■ Texte de lecture
Cour de justice de l’Union européenne, le 24 octobre 2024, n°C-513/23

La Cour de justice de l’Union européenne, par une décision rendue le 6 octobre 2025, précise l’étendue des obligations pesant sur les acheteurs publics lors de la passation des marchés. Le litige au principal concerne la régularité d’une procédure d’appel d’offres relative à des travaux de reconstruction urbaine bénéficiant de financements issus du budget de l’Union. Un pouvoir adjudicateur a inséré des références à des normes techniques nationales et européennes dans ses spécifications sans ajouter la mention « ou équivalent ». L’autorité de gestion du programme de financement a infligé une correction financière de 25 % au motif que l’omission de cette précision restreignait la concurrence.

Saisi d’un recours en annulation contre cette sanction, le tribunal administratif compétent a décidé de surseoir à statuer pour interroger la juridiction européenne sur l’interprétation de la directive. Le pouvoir adjudicateur soutenait que les normes harmonisées en cause ne souffraient aucune équivalence technique possible dans le domaine de la normalisation internationale. À l’opposé, l’autorité administrative considérait que la réglementation nationale, transposant le droit de l’Union, impose cette mention pour toute référence à une spécification technique. La question juridique posée porte sur l’obligation systématique d’insérer la clause d’équivalence, y compris pour des normes harmonisées relevant d’un règlement spécifique. La Cour répond que la directive impose d’accompagner chaque référence à une norme de la mention « ou équivalent » pour garantir une concurrence effective.

I. L’exigence textuelle d’une clause d’équivalence systématique

A. Le caractère inconditionnel de la mention réglementaire

L’article 42 de la directive 2014/24 prévoit que les spécifications techniques peuvent être formulées par référence à des normes nationales transposant des standards européens. Le texte précise sans ambiguïté que « chaque référence est accompagnée de la mention « ou équivalent » » afin de ne pas créer d’obstacles injustifiés à l’ouverture des marchés. La Cour souligne que le libellé de cette disposition impose l’ajout systématique de cette mention dès qu’une norme est citée dans les documents du marché.

Cette obligation textuelle ne souffre aucune dérogation explicite en fonction de la valeur du marché ou de la nature précise des travaux de construction concernés. Le juge européen rappelle que la directive définit la norme comme une spécification « dont le respect n’est pas obligatoire » et qui est mise à disposition du public. L’insertion de la clause d’équivalence constitue donc une formalité substantielle dont l’omission suffit à caractériser un manquement aux règles de passation des contrats publics.

B. L’indifférence du caractère harmonisé de la norme technique

Le pouvoir adjudicateur arguait que l’équivalence n’avait aucun sens pour des normes harmonisées établissant une règle unique pour un objet technique donné. La Cour rejette cet argument en précisant que la directive ne prévoit aucune exception pour les normes relevant du règlement relatif aux produits de construction. Il est donc « indifférent que la norme figure dans la liste des normes harmonisées » pour dispenser l’acheteur de mentionner la possibilité d’une solution alternative.

■ Exercice 1
Relevez, avec leur numérotation, tous les titres de parties et de sous-parties du commentaire.
Ce commentaire et la liste qui suit n'ont aucun rapport entre eux.

■ Données enregistrées
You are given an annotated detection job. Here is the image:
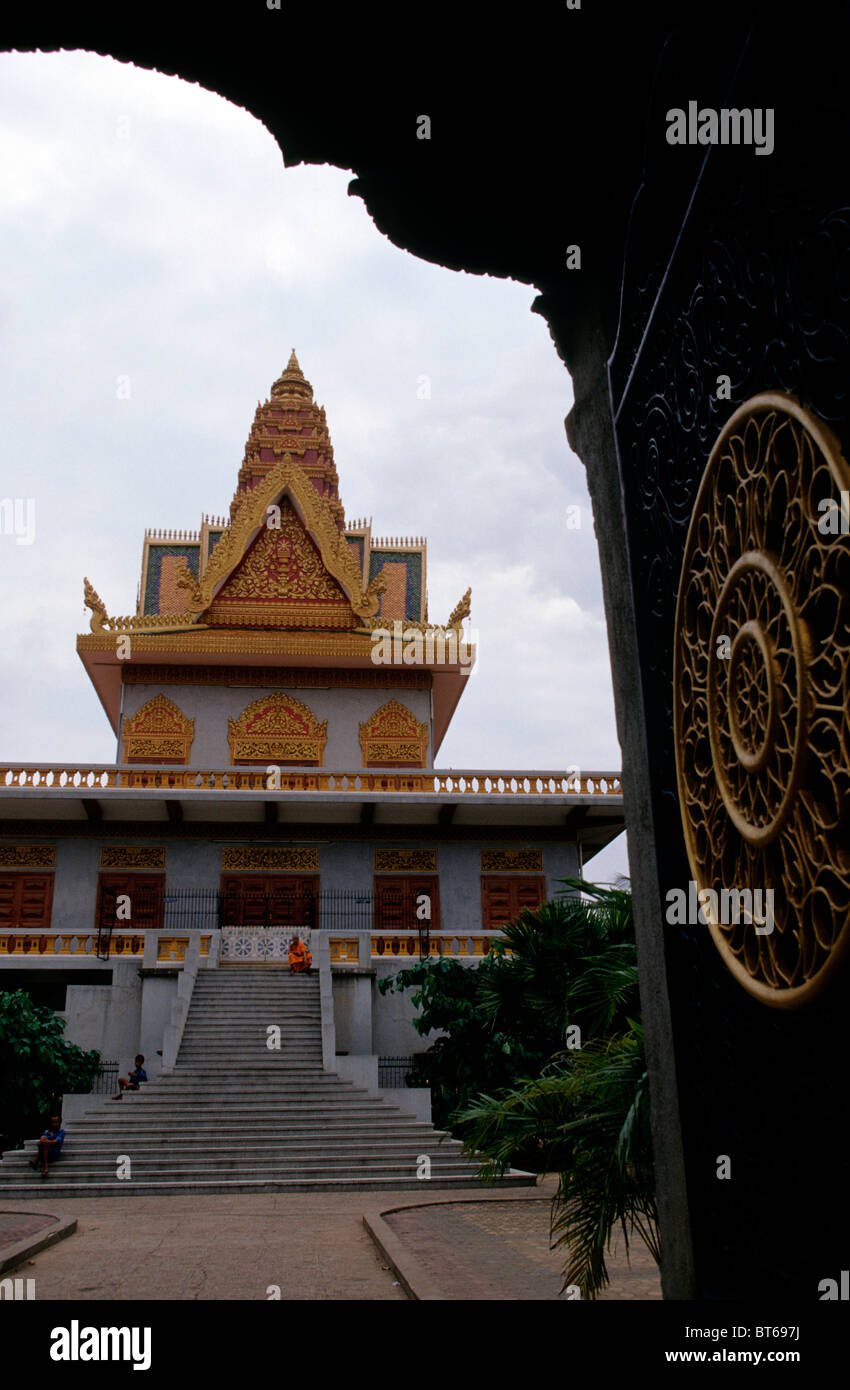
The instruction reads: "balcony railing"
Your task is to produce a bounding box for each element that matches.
[0,763,622,798]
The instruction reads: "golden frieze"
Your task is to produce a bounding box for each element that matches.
[674,392,850,1008]
[228,691,328,767]
[360,699,428,767]
[0,845,56,869]
[122,695,194,763]
[481,849,543,873]
[221,845,319,873]
[100,845,167,869]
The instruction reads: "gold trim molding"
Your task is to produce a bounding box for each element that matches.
[375,849,438,873]
[674,391,850,1008]
[221,845,319,873]
[481,849,543,873]
[228,691,328,767]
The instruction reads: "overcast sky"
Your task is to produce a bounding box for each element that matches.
[0,53,628,878]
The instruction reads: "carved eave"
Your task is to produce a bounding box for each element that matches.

■ Exercice 2
Mettez toutes les lignes de la liste de détection annotée dans une liste numérotée, en omettant les lignes vides. N'incluez pas les images dans votre réponse.

■ Réponse attendue 1
I. L’exigence textuelle d’une clause d’équivalence systématique
A. Le caractère inconditionnel de la mention réglementaire
B. L’indifférence du caractère harmonisé de la norme technique

■ Réponse attendue 2
1. You are given an annotated detection job. Here is the image:
2. The instruction reads: "balcony railing"
3. Your task is to produce a bounding box for each element that matches.
4. [0,763,622,798]
5. The instruction reads: "golden frieze"
6. Your task is to produce a bounding box for each element that matches.
7. [674,392,850,1008]
8. [228,691,328,767]
9. [360,699,428,767]
10. [0,845,56,869]
11. [122,695,194,763]
12. [481,849,543,873]
13. [221,845,319,873]
14. [100,845,167,869]
15. The instruction reads: "gold trim molding"
16. Your task is to produce a bounding box for each element that matches.
17. [375,849,438,873]
18. [674,391,850,1008]
19. [221,845,319,873]
20. [481,849,543,873]
21. [228,691,328,767]
22. The instruction reads: "overcast sky"
23. Your task is to produce a bounding box for each element that matches.
24. [0,53,628,878]
25. The instruction reads: "carved eave"
26. Your task is to produce a bounding box for each element that matches.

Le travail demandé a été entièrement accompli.